[Given entries]
▽

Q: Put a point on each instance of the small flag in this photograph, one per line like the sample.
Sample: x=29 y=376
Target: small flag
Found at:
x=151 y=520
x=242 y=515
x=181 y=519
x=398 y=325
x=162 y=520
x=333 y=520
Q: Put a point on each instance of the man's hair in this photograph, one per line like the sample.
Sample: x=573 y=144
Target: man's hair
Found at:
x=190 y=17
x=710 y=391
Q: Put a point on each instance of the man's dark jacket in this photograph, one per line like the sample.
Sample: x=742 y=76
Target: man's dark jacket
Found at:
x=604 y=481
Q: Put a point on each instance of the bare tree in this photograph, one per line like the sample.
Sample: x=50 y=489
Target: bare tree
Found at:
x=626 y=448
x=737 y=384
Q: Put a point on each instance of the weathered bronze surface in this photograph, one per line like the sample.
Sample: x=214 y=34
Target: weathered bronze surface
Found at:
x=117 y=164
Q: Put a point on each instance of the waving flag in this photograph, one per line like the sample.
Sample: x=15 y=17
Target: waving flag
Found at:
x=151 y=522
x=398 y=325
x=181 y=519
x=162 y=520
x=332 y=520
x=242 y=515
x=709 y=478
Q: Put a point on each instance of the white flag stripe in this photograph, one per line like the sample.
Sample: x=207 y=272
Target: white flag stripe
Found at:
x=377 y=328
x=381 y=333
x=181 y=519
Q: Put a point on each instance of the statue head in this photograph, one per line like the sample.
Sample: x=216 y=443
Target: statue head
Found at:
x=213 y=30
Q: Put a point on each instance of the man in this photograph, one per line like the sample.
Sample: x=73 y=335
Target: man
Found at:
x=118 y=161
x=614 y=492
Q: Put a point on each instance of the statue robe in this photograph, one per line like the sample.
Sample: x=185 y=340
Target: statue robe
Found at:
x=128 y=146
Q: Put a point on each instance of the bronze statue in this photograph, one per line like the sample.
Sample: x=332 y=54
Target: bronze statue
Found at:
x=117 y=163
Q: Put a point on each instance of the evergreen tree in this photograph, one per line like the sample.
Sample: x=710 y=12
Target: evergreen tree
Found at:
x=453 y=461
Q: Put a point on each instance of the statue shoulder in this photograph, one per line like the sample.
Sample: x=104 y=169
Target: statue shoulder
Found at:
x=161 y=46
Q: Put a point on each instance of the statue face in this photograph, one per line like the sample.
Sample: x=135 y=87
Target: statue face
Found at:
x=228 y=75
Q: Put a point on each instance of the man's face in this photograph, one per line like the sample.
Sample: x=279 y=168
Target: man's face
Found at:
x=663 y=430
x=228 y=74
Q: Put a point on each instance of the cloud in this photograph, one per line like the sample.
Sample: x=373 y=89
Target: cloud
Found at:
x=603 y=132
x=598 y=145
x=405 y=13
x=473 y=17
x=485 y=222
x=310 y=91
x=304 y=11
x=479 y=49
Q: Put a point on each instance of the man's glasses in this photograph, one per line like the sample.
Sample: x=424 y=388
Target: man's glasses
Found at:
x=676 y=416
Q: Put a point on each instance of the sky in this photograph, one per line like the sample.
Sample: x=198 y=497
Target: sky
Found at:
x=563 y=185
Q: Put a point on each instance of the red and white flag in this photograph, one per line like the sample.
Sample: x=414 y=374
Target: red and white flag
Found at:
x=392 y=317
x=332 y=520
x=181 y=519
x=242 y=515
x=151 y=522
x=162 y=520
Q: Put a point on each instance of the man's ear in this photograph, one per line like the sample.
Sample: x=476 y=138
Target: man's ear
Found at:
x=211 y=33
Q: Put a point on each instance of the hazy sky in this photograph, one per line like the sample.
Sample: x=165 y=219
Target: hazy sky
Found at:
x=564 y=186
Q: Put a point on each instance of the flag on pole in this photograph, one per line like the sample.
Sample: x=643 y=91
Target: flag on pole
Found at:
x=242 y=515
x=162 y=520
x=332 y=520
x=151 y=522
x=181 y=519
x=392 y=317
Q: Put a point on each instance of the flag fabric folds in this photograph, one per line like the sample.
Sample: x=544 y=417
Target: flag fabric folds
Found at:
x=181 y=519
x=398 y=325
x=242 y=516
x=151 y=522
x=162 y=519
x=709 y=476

△

[Task prompt] Without changing a word, print all of the entries above.

[Answer to the problem]
Q: Put a point on each instance of the small flag in this photograph, one per line like the sample.
Sample: x=29 y=376
Target: small flag
Found at:
x=151 y=520
x=242 y=515
x=181 y=519
x=398 y=325
x=162 y=520
x=333 y=520
Q: Put a point on each instance of the man's hair in this photograph, one per line like the sample.
Sample: x=573 y=144
Target: man's hair
Found at:
x=190 y=17
x=710 y=391
Q: Put a point on each instance of the man's dark jacket in this photograph, one per line like the sample.
Sample: x=742 y=76
Target: man's dark jacket
Found at:
x=604 y=481
Q: Put a point on each instance of the bare tree in this photograph, one per line like the sample.
Sample: x=50 y=489
Target: bare tree
Found at:
x=626 y=448
x=737 y=384
Q: Put a point on each instance of the weathered bronze surface in this photograph, one per line like the sample.
Sample: x=214 y=34
Target: weathered bronze surface
Found at:
x=117 y=164
Q: Put a point on each instance of the waving flag in this photograph, one per line like the sample.
Sample: x=15 y=17
Target: waving flag
Found at:
x=151 y=522
x=398 y=325
x=181 y=519
x=162 y=520
x=332 y=520
x=242 y=515
x=709 y=478
Q: Put a point on each instance of the white flag stripe in this photograph, one per line like the sample.
Sample: x=207 y=272
Target: white flag stripe
Found at:
x=377 y=328
x=381 y=333
x=181 y=519
Q: Put a point on each instance of the statue head in this photograph, one per line like the sample.
Sample: x=216 y=443
Target: statue head
Found at:
x=213 y=30
Q: Put a point on each instance of the man in this photograph, one per line like the sample.
Sample: x=73 y=335
Target: man
Found at:
x=118 y=161
x=614 y=492
Q: Put a point on each instance of the statue robe in this photograph, one per line like the sample.
Sample: x=185 y=340
Target: statue robe
Found at:
x=128 y=146
Q: Put a point on each instance of the bronze statue in this photograph, one per line like the sample.
Sample: x=332 y=54
Target: bronze statue
Found at:
x=117 y=163
Q: Put a point on each instance of the evergreen tree in this photograph, one per line like the sample.
Sample: x=710 y=12
Target: evergreen tree
Found at:
x=453 y=461
Q: Put a point on each instance of the statue shoulder in this photograph, one per line like the sample.
Sample: x=104 y=169
Target: statue shoulder
Found at:
x=161 y=46
Q: Put a point on each instance of the statue face in this photograph, one per line like the sample.
Sample: x=135 y=87
Target: statue face
Found at:
x=228 y=75
Q: Put a point on each instance of the man's face in this photograph, one per line like the sample.
Sample: x=279 y=168
Target: man's face
Found at:
x=663 y=430
x=228 y=74
Q: Put a point on each instance of the cloud in this photograph, one per line like the sample.
Sample: x=373 y=89
Target: cloud
Found at:
x=603 y=132
x=598 y=145
x=405 y=13
x=473 y=17
x=485 y=222
x=310 y=91
x=304 y=11
x=479 y=49
Q: Put a point on each instance of the man's glasses in this photograph, one per line like the sample.
Sample: x=424 y=388
Target: man's glasses
Found at:
x=676 y=416
Q: Put a point on each instance of the sky in this photograph, one per line like the sample.
Sample: x=198 y=497
Target: sky
Found at:
x=563 y=185
Q: Put a point on each instance of the red and white flag in this photograph, one per line like the sample.
Sample: x=414 y=374
Target: red and white flag
Found at:
x=392 y=317
x=332 y=520
x=181 y=519
x=242 y=515
x=151 y=522
x=162 y=520
Q: Put a point on each instance of the man's ear in this photograph, one per line like the sample.
Sample: x=476 y=138
Target: man's ear
Found at:
x=211 y=33
Q: Put a point on each instance of the hazy sky in this photograph, one per line like the sample.
Sample: x=165 y=219
Target: hazy sky
Found at:
x=564 y=186
Q: Put a point on each instance of the flag on pole in this photograph, one per line like the sample.
Sample: x=643 y=91
Target: flag on pole
Found at:
x=242 y=515
x=162 y=520
x=332 y=520
x=151 y=522
x=181 y=519
x=392 y=317
Q: Put a point on each instance of the flag fabric folds in this photograph, one per line like the sample.
Sample: x=544 y=417
Target: flag fabric folds
Found at:
x=181 y=519
x=398 y=325
x=242 y=516
x=151 y=522
x=162 y=519
x=709 y=476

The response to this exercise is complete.